■ EXERCISE DETAILS
Count the lines in the records below that contain the string "coat", matching case exactly, and give only the number.

[Coordinate annotation records]
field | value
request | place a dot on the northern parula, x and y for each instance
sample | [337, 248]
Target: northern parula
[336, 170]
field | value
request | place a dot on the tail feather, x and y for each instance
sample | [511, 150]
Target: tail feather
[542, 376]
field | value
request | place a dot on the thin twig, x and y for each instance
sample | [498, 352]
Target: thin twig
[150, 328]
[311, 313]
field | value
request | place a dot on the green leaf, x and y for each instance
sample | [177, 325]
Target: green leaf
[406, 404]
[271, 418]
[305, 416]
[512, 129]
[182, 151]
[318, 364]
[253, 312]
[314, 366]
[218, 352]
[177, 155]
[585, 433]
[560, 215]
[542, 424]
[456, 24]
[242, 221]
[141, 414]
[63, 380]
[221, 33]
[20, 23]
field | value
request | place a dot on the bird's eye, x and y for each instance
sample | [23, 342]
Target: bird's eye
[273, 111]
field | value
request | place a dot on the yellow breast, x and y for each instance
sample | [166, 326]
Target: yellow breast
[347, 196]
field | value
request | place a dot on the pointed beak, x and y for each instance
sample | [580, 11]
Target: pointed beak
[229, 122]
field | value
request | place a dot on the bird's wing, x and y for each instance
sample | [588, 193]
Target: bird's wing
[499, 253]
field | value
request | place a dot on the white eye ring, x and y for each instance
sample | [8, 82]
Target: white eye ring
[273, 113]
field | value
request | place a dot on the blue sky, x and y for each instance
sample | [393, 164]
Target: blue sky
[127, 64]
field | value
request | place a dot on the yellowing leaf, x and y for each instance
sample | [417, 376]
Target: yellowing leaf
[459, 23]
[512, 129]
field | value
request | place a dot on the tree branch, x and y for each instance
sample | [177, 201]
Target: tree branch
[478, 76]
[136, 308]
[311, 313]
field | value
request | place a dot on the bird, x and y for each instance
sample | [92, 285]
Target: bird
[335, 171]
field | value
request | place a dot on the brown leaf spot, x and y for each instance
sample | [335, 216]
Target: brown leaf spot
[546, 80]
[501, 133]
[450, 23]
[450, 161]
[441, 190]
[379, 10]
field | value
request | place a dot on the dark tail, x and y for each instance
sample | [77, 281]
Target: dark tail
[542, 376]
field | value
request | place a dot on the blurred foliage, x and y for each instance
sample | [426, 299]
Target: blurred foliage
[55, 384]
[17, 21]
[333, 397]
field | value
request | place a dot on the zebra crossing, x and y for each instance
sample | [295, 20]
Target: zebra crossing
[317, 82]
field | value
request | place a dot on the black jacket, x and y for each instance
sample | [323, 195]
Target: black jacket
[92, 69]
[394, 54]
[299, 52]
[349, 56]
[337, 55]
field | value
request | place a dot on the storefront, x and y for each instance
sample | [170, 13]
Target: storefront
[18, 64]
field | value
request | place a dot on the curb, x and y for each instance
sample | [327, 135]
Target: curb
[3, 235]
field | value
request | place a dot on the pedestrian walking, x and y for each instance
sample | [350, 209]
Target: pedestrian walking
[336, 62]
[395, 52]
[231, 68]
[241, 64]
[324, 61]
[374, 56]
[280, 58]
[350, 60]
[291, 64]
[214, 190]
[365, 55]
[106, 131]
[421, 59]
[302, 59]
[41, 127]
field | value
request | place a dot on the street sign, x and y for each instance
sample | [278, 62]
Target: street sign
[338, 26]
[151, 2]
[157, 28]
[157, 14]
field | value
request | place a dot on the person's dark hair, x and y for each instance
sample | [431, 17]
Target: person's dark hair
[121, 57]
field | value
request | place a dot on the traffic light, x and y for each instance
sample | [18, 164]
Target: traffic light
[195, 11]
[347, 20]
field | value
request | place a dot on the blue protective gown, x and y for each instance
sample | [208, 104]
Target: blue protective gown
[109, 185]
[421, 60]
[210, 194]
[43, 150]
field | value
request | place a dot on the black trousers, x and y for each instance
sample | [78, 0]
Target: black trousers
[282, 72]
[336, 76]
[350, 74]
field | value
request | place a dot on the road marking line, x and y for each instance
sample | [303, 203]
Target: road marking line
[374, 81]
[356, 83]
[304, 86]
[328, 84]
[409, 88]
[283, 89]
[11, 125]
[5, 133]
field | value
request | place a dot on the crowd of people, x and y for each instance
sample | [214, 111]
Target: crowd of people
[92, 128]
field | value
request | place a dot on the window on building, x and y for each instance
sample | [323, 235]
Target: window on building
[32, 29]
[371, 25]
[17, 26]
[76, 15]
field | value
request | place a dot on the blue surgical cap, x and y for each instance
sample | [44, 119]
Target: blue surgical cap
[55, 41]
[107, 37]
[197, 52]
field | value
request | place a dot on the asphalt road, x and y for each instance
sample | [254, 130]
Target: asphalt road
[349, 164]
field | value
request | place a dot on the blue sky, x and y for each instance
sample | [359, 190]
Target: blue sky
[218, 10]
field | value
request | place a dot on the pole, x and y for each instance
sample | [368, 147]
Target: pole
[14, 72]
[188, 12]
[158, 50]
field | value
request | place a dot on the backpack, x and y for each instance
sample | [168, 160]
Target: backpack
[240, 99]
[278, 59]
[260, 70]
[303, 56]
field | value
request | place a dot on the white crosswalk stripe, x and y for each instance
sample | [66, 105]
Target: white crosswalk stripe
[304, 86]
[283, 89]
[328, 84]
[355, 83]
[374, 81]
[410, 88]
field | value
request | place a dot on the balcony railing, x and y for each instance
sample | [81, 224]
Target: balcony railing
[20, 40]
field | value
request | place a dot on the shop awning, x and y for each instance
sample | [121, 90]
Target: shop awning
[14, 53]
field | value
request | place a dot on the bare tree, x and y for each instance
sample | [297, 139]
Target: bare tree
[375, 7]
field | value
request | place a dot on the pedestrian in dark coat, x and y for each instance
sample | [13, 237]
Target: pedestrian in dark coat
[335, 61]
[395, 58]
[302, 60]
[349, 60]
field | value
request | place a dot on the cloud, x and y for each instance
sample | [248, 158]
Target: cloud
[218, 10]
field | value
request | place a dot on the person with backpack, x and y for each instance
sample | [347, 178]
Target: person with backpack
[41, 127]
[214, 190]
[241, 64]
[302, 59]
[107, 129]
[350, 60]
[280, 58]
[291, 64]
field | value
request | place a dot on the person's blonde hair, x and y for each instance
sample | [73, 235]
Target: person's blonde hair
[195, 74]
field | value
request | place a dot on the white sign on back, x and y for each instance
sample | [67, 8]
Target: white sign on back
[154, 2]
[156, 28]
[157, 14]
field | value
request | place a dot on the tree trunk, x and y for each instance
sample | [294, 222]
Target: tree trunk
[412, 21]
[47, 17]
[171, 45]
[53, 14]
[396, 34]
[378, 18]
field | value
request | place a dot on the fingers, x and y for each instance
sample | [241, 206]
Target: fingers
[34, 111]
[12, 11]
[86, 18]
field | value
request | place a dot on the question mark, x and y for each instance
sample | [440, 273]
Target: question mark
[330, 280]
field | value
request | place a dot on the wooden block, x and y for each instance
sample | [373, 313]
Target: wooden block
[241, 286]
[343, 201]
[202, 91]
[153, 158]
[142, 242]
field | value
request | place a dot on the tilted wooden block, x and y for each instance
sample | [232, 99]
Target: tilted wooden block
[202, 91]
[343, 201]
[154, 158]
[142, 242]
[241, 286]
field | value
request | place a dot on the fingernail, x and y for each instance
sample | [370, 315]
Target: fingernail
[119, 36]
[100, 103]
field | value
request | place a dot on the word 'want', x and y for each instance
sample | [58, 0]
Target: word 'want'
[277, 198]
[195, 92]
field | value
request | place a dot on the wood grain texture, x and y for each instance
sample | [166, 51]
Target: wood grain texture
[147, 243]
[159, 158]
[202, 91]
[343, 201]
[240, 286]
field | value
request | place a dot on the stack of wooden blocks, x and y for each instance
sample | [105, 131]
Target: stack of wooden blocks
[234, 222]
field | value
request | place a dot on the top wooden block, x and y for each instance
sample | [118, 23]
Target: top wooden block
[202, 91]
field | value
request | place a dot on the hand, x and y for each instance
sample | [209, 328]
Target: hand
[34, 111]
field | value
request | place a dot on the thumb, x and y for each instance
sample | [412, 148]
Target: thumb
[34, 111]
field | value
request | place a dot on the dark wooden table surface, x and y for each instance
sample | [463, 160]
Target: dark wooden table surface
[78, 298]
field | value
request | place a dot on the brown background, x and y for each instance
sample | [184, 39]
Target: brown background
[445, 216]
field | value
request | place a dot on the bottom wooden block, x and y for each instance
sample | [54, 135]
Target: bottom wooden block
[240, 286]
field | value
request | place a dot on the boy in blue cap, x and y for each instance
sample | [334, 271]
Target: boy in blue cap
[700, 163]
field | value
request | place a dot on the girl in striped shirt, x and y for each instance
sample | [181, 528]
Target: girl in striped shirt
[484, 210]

■ TASK RESPONSE
2